------ TEXT EXCERPT ------
Friday, November 23, 2007

The True Meaning of Thanksgiving

During this Thanksgiving holiday, I have discovered the true meaning of Thanksgiving.

It apparently means this: Strangers, please come knock on my door.

Yesterday (Thanksgiving Day), it was about 10:00am and my doorbell rings. I'm still in my pjs. I am not expecting anyone. My family isn't expecting me at their house until later in the afternoon.

Naturally, I am confused.

I creep up to my door to look through the peephole (I have to hunch over because the top of my door is a window, and I don't want to take the chance that whoever it outside of my door will see the top of my head approaching the door), and I see those two Jehovah's Witnesses that came by a couple of months ago.

They did mention at that time that they would like to come by again sometime. Um . . . why is Thanksgiving a good day for this??? And before noon???

When I saw who it was, I creeped backwards away from my door and went back to my bedroom. It is Thanksgiving, JWs. I am in no mood to talk with you about your weird religion.

Expecially before noon.

Then, it was today. Just a few minutes ago, in fact. I am sitting on my couch, snuggled underneath my blankets, typing a blog. The shades are open on my front window and I can see this guy walk slowly by the house, staring at the house, obviously realizing that someone is probably home.

He has a clipboard.

Then I see him walk past the window again and up to my door. Doorbell rings.

I stay on the couch, typing my blog. Completely ignoring the doorbell because I do not care who he is, and it is warm underneath my blankets. I'm not getting out.

Then he KNOCKS. Um, if I don't answer the doorbell, chances are I'm not going to answer your knock, either.
------ SOURCE EXCERPT ------
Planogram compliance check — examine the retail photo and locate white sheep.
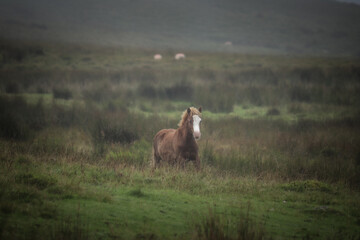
[175,53,185,60]
[154,54,162,61]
------
• [THE TASKS]
(1) In the Thanksgiving blog post, what was the man who walked past the front window carrying?
(2) Continue the Thanksgiving blog post from its last sentence.

• [TASK-BY-TASK ANSWERS]
(1) He was carrying a clipboard.

(2)
He eventually wanders away. A few minutes later I see him across the street, trying the same thing at my neighbors' houses.

Here's a tip: If I don't know you, I am not going to answer the door if you are at my door. I don't care if my window is wide open and it is completely obvious that I am sitting in here watching you ring my doorbell. I have no problem NOT opening my door to strangers.

I don't want what you are trying to sell me.
I don't care if you have an "official" clipboard.
I don't want you to attempt to convert me to your religion.
I don't care if you are a boy scout.

I am not going to answer the door if I don't know who you are.

(I really did refuse to answer the door a month or so ago when I knew it was a boyscout out there trying to sell me one of those tiny $17 tins of popcorn. He might have been cute, but not cute enough for me to spend $17 on, like, three kernels of popcorn.)

My one exception to this rule is if you are the Fire Department and my house is on fire or something. Then I will answer the door, if, of course, the door is not on fire.

But not if you are the fake Fire Department. So don't even try.

Safety First.

C.T.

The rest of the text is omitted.